| Task objective |
Gather every line in the records below that contains the word "black", and copy each of those lines in full.

| Supplied material |
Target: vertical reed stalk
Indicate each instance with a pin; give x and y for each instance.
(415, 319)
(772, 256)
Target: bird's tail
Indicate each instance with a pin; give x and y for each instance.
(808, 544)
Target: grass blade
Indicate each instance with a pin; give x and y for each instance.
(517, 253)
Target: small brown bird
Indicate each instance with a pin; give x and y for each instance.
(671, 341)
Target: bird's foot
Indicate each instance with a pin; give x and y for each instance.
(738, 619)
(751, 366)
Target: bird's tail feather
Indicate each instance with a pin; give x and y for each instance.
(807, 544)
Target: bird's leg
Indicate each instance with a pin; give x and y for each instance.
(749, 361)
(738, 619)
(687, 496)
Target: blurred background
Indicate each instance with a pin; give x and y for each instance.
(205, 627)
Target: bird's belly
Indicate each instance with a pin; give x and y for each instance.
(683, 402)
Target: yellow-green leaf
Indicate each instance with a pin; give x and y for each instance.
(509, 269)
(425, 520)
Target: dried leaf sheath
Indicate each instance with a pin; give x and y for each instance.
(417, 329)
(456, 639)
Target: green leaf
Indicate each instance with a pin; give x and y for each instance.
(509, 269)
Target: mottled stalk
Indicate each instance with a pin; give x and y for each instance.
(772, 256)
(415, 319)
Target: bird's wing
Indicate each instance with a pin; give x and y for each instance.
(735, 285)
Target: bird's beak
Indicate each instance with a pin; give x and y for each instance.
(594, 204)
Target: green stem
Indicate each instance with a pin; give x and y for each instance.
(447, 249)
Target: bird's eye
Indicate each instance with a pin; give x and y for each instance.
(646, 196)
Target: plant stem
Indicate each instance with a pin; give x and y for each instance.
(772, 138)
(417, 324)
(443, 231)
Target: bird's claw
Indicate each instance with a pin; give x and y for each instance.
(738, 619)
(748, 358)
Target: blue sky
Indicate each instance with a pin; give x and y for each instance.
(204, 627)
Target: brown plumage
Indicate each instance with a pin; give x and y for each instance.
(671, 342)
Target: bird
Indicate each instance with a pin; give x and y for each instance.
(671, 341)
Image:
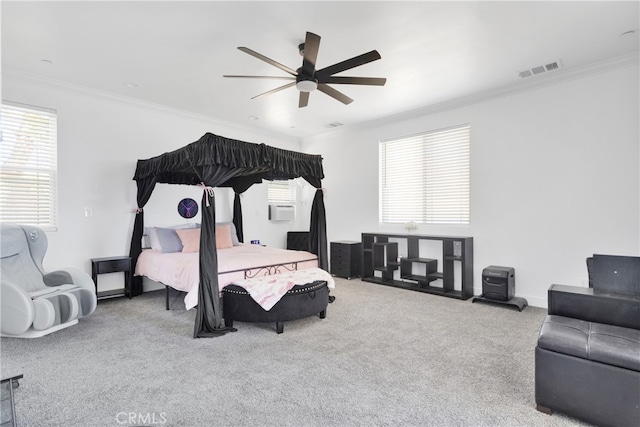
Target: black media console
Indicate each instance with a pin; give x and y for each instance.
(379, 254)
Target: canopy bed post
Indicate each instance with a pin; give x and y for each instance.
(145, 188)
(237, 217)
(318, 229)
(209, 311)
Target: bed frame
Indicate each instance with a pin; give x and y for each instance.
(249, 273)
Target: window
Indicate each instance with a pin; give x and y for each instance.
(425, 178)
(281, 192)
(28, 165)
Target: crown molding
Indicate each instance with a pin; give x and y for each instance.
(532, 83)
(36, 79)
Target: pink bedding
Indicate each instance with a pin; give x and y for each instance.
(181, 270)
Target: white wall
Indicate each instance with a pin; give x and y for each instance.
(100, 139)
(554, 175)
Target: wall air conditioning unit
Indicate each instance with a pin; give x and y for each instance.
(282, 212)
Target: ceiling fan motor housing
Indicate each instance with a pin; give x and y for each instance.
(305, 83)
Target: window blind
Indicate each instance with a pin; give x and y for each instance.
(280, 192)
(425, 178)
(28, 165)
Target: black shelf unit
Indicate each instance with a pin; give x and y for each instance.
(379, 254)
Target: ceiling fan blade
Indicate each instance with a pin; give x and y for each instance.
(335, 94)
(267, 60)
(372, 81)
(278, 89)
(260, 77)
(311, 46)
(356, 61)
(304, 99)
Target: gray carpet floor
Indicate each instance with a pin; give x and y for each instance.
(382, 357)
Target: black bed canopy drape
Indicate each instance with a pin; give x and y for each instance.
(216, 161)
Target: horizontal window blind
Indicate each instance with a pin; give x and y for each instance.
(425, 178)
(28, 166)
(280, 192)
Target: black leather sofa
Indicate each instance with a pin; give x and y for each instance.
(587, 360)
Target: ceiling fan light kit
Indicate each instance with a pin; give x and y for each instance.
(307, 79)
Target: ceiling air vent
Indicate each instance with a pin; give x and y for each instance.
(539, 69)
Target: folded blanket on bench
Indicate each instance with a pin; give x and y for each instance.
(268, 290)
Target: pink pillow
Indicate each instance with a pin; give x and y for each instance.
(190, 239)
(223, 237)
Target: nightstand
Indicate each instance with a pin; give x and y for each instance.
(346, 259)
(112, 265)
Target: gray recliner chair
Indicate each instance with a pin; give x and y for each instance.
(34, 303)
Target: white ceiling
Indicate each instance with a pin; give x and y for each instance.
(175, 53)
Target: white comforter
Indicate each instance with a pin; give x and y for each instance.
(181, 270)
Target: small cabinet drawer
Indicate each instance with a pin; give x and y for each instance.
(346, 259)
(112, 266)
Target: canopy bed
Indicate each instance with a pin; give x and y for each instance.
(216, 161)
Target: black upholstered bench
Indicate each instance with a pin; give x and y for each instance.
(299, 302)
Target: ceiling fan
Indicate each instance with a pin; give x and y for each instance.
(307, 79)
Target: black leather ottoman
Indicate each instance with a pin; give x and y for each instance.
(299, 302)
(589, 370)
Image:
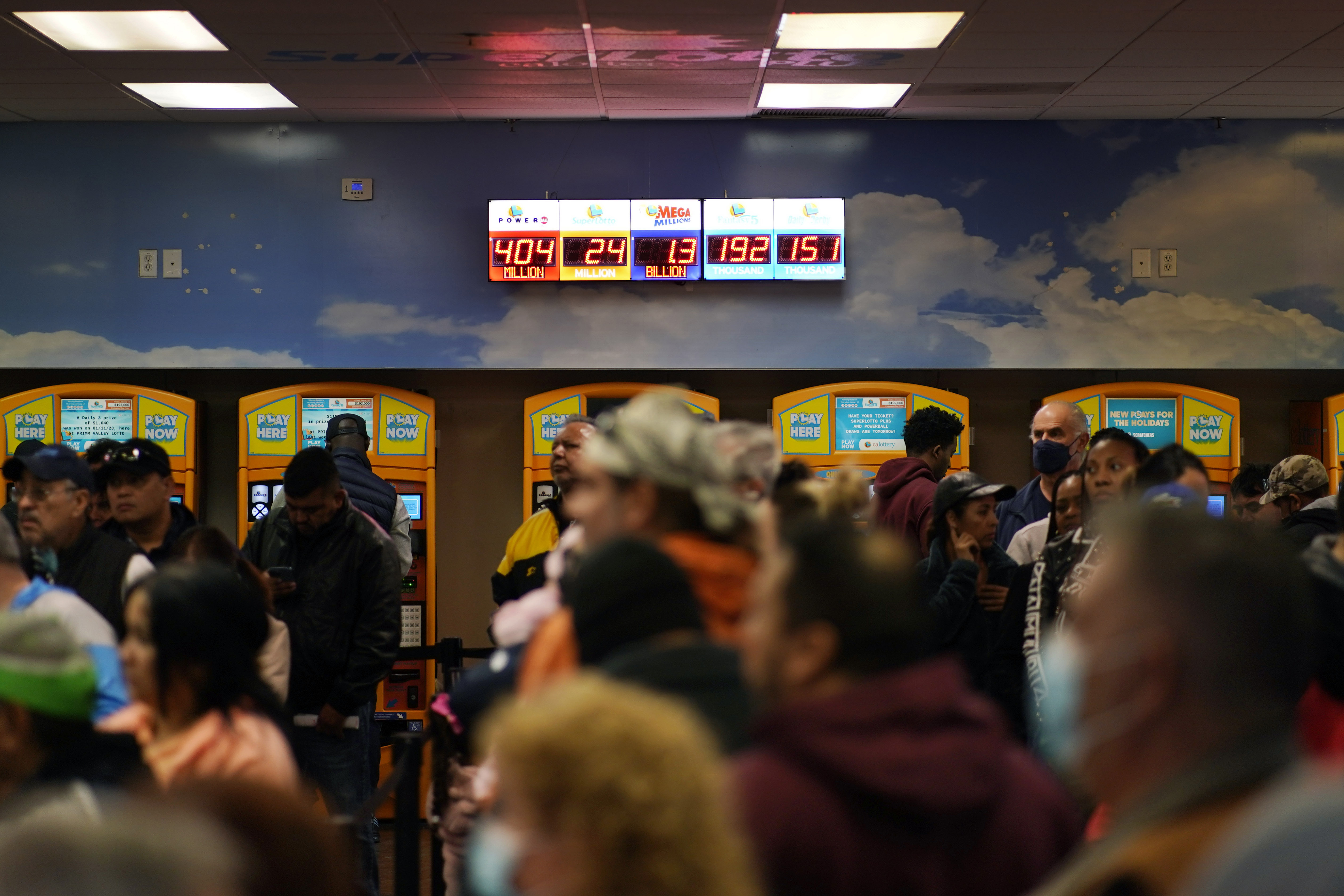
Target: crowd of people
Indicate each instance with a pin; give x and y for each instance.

--

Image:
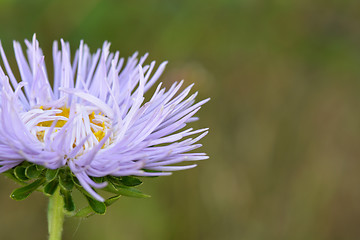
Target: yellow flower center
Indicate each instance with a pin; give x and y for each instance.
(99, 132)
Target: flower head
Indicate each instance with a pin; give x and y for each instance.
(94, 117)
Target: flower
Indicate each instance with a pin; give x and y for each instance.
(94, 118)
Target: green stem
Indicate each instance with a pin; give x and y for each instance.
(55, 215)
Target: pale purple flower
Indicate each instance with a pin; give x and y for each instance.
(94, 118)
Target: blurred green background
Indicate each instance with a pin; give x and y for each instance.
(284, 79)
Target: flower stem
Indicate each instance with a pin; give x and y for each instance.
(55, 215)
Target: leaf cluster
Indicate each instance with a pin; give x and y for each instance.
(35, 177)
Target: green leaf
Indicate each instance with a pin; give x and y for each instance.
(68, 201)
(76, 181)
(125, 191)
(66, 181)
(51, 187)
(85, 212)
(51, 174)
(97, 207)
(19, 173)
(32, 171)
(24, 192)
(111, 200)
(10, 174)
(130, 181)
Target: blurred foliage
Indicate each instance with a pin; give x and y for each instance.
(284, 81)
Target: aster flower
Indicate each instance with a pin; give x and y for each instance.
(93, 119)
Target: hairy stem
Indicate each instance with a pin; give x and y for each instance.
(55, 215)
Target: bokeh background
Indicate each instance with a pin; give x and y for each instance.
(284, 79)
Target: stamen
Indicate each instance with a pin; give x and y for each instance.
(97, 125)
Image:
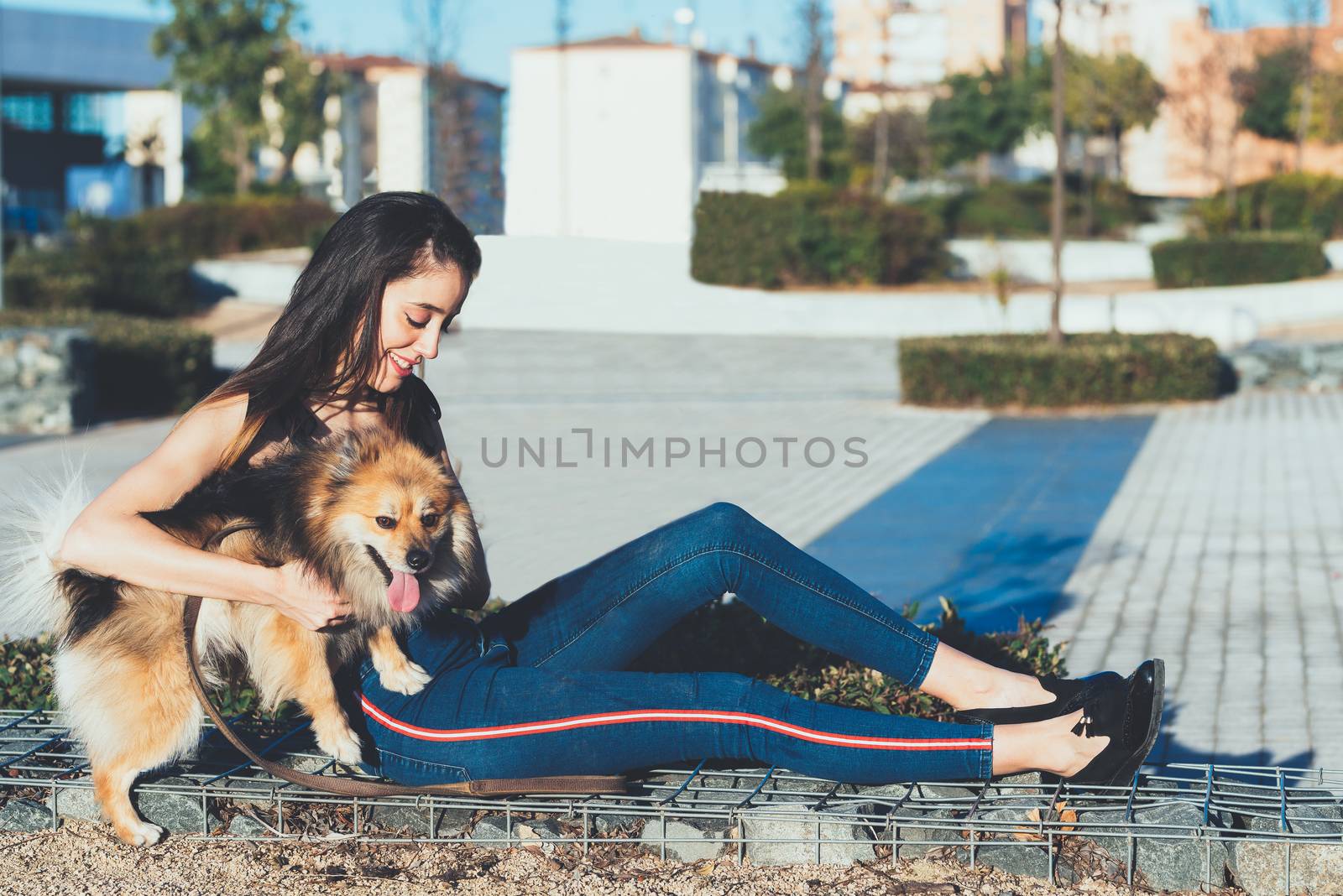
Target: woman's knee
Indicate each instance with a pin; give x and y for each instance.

--

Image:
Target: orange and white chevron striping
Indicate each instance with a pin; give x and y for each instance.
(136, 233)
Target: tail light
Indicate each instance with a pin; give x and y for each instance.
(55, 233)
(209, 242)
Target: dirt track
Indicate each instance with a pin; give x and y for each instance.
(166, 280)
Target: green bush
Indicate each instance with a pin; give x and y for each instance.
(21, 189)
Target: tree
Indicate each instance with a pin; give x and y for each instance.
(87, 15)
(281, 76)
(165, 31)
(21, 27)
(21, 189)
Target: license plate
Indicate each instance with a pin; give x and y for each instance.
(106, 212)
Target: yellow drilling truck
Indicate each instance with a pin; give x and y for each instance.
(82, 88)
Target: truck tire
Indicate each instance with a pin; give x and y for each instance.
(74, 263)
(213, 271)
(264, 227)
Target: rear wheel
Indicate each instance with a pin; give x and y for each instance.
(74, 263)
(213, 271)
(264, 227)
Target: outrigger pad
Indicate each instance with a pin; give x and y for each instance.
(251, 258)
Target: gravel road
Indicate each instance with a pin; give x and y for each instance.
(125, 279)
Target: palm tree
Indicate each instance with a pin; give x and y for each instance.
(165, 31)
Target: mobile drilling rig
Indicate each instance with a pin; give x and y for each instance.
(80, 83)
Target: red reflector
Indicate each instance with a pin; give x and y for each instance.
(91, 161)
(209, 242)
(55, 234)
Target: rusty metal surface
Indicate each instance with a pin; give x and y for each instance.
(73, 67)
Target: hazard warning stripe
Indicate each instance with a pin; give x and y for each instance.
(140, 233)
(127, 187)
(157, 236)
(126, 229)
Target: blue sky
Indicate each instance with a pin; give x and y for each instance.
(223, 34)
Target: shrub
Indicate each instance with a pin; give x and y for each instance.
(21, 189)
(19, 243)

| Output for this task |
Target: black media console
Target: black shelf unit
Target: black bed canopy drape
Target: black leather sofa
Target: black upholstered bench
Target: black leather ottoman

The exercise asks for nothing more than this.